** YOUR GOAL **
Find the word "grass" in the listing below, then return every line it appears in.

╭─ RECORDS PROVIDED

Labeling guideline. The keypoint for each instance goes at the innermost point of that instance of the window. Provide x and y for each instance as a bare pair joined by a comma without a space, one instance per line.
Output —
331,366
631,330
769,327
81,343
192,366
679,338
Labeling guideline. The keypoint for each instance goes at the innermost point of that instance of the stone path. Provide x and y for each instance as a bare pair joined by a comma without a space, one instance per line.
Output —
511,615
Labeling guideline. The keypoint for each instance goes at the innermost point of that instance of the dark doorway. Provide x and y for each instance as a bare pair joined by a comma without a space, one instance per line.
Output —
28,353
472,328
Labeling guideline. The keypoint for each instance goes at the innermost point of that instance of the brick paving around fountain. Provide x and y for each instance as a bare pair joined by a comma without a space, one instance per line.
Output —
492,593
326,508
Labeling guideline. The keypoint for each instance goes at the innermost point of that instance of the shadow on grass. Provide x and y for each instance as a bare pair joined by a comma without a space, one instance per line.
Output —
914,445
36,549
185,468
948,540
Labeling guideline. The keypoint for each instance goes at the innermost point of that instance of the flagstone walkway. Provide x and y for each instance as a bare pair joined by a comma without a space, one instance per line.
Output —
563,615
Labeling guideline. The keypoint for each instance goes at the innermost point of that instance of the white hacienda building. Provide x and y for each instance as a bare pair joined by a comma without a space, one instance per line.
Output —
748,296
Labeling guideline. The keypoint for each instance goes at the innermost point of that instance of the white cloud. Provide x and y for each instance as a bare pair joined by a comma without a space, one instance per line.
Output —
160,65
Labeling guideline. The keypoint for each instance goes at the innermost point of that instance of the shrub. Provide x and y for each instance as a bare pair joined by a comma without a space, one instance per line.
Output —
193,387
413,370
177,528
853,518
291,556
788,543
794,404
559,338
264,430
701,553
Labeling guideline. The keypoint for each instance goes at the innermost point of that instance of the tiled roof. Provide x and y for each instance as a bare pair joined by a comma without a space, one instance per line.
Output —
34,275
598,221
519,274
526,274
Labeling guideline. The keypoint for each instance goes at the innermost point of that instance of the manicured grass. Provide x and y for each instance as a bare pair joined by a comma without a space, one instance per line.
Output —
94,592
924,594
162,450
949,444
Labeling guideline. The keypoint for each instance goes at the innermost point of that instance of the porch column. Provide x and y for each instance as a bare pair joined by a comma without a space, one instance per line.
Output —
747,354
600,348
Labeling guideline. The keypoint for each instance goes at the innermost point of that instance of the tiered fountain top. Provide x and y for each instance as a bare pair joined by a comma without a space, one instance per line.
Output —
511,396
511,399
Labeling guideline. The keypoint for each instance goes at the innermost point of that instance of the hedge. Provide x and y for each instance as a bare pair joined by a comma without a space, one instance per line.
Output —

╰─

** THE ANSWER **
Labeling guideline. The keypoint for each instance goes at the innermost point of that instance of the shadow on grass. Provide x and y for each instance as a bare pair joined by a comma without a space, one instance per line.
Labeling guideline. The keypoint for each instance goes at the innermost point of that instance of the manicured grass. Provide x and y for each instance as a bare pair joined by a comma without a space, one instance per line.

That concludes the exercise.